Work order: Exact copy, no pictures: output each line below as it stands.

━━━━━━━━

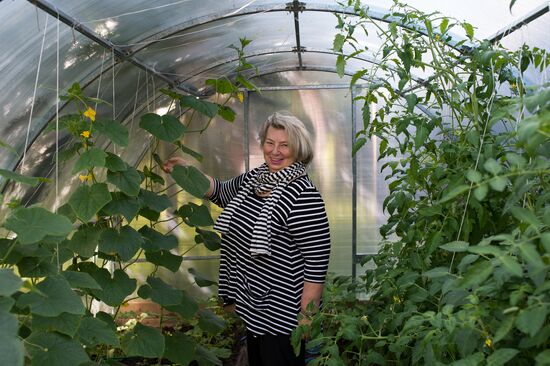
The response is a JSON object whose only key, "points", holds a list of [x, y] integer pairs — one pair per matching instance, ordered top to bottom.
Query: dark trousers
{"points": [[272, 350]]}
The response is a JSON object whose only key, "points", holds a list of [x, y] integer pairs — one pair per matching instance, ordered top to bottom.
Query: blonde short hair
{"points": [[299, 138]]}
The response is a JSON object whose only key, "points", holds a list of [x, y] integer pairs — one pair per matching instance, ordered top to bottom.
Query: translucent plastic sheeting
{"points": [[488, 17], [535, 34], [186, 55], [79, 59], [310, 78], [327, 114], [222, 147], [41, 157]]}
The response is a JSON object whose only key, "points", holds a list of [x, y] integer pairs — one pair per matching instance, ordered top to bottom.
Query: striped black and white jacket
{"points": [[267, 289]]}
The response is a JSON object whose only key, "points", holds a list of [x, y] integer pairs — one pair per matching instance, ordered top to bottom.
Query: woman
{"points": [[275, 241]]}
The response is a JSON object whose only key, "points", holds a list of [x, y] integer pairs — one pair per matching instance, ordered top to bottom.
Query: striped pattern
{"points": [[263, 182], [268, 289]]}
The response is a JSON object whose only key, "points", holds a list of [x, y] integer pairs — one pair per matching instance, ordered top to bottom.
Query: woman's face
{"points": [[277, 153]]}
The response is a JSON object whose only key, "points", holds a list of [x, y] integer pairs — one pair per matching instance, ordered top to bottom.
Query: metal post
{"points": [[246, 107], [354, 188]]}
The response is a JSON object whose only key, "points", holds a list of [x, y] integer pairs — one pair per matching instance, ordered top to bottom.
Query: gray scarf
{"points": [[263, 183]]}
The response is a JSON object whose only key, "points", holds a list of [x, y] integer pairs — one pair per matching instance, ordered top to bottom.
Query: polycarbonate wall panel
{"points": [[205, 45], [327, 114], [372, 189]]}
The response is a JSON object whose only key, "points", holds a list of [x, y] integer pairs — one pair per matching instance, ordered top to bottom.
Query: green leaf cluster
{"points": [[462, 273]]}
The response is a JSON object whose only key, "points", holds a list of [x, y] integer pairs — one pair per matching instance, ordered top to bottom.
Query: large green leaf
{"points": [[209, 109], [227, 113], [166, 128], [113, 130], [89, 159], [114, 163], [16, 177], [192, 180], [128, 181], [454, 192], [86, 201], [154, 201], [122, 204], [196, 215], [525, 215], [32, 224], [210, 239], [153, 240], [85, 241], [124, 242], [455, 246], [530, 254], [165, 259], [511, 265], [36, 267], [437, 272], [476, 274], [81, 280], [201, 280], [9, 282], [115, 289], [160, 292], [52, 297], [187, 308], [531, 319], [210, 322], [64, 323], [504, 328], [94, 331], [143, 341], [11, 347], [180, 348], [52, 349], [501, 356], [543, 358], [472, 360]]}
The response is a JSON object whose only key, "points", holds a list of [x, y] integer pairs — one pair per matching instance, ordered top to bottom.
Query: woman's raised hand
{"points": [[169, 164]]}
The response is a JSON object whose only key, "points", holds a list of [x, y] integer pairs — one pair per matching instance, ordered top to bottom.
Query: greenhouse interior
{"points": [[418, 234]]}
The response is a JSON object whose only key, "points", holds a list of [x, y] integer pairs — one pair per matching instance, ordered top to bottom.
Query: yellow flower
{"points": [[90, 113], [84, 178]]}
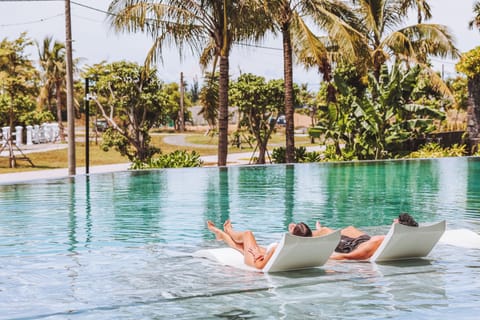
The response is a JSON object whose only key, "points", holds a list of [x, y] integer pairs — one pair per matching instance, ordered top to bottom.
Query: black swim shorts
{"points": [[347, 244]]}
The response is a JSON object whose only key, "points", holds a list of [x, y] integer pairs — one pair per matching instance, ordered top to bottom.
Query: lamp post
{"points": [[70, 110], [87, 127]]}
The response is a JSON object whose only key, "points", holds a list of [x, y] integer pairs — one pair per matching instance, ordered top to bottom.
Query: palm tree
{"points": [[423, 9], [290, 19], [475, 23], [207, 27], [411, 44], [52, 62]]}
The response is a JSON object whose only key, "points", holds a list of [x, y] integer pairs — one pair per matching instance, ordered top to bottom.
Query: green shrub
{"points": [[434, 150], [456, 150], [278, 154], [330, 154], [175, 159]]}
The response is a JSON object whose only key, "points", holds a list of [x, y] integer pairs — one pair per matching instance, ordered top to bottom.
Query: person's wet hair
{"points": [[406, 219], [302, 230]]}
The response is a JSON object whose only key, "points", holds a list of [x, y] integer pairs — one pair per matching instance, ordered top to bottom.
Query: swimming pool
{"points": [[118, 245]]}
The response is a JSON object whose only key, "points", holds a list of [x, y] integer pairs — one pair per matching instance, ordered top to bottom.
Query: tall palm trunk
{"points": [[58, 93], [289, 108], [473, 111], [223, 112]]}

━━━━━━━━

Written reply:
The response is a JSON object whose only key, "points", holds a list of [x, y] integer pairs — one pair per matching instance, ordered top to bottom.
Query: dark trousers
{"points": [[272, 350]]}
The response is a JSON object whose only key, "points", holds a list of [x, y] integer pairs — one pair per matching instance, ordered top to bottom.
Query: blonde short hair
{"points": [[299, 138]]}
The response is a JSON object whose only key, "points", holds a list of [x, y] integer pairs — one pair per matching instance, ordered top to bottom.
Query: translucent plastic sheeting
{"points": [[488, 17], [535, 34], [186, 55], [79, 59], [310, 78], [327, 114], [222, 147], [41, 157]]}
The response is a JSON object whose only key, "points", holds a list of [x, y] integer pairs — one pair per matching instance, ordered top to bottom.
Query: striped black and white jacket
{"points": [[267, 289]]}
The response is a JSON object whose only key, "points", holds a list of [x, y] integer pairs — one pair per matching instance, ordered top to bottom.
Query: woman
{"points": [[275, 241]]}
The response is a JSON object whose only key, "points", holds a list of [x, y] integer pairs — one pair per matching instance, ordered top to bottom.
Query: striped pattern
{"points": [[263, 182], [268, 289]]}
The response is a JSON object whose only key, "points", holds a list of [x, y] integer pairs — one pair per matching instance, ordered top to bottom.
Query: woman's face
{"points": [[277, 153]]}
The response is a JSON object whose only key, "points", holds a list of [x, y] integer pairs — one pair per matching instance, ordered top to bottom.
Query: metal post
{"points": [[246, 107], [354, 188]]}
The response is a JSON object whose only key, "points", holds a list of [x, y] integer pairs — one pair per matching instance, ordered top to bottom.
Query: gray scarf
{"points": [[263, 183]]}
The response is a JSON object whose only key, "points", holds a list of [x, y] integer pairs — one pair per matching instance, ordered top to bottom.
Query: polycarbonate wall panel
{"points": [[205, 45], [327, 114], [372, 189]]}
The response is a JSON object whose only key, "points", holds a list of [x, y] integer pairs — one pair per matching instance, ordered top to bottom.
Query: green leaf cluster
{"points": [[462, 273]]}
The response is a JSON object whose only key, "points", holds a list of [x, y] integer pairs — one pair per matching instance, ordered top to bottom.
Query: large green leaf
{"points": [[209, 109], [227, 113], [166, 128], [113, 130], [89, 159], [114, 163], [16, 177], [192, 180], [128, 181], [454, 192], [86, 201], [154, 201], [122, 204], [196, 215], [525, 215], [32, 224], [210, 239], [153, 240], [85, 241], [124, 242], [455, 246], [530, 254], [165, 259], [511, 265], [36, 267], [437, 272], [476, 274], [81, 280], [201, 280], [9, 282], [115, 289], [160, 292], [52, 297], [187, 308], [531, 319], [210, 322], [64, 323], [504, 328], [94, 331], [143, 341], [11, 347], [180, 348], [52, 349], [501, 356], [543, 358], [472, 360]]}
The response is a JSON object whose only key, "points", holds a list of [x, y] integer pairs — one pair per matching instance, ordered top to bottom.
Query: woman's raised hand
{"points": [[169, 164]]}
The response is a JSON object whose only key, "points", holds a list of [x, y] integer pairs — one pair per matching instance, ordered top to bottom.
Query: greenhouse interior
{"points": [[418, 234]]}
The response is a JSON object whose only key, "points", holds a list of [x, y] integer pairs — one pair per matching instance, ordered top to bottom.
Query: yellow flower
{"points": [[90, 113], [84, 178]]}
The response is a JSON object whose only key, "points", holds a list of [x, y] integer pairs — one pair per matching instance, ordered top to bottom.
Query: black swim shorts
{"points": [[347, 244]]}
The response is a JSON object whose only key, "points", holds a list of [x, y] integer pairs — one pair per matching instance, ordered top to bottom.
Query: lamp post
{"points": [[70, 110], [87, 127]]}
The response is a JSON object whose only key, "points", holds a list of [x, y] integer pairs — one pair per matching instance, ordered top to bottom.
Query: palm tree
{"points": [[423, 9], [290, 19], [475, 23], [207, 27], [411, 44], [52, 62]]}
The response is a JSON object whose only key, "points", holds a list of [x, y] integer pairs — one pair per matching instance, ordered top to bottom.
Query: green shrub
{"points": [[434, 150], [456, 150], [278, 154], [330, 154], [175, 159]]}
The response is a JSON object whose only key, "points", holds a list of [x, y] integer pairs — one pair per matching instance, ordered top to bottom.
Query: person's wet hair
{"points": [[406, 219], [302, 230]]}
The response is a JSON object whose only key, "points", holds a list of [x, y] integer pairs — one pair per matching instance, ordered top to bottom.
Query: swimming pool
{"points": [[118, 245]]}
The response is a JSON object whose only key, "points", holds a list of [x, y] integer pairs — one pair per matching instance, ordered top to bottom.
Query: tall palm trunk
{"points": [[58, 93], [289, 108], [473, 111], [223, 112]]}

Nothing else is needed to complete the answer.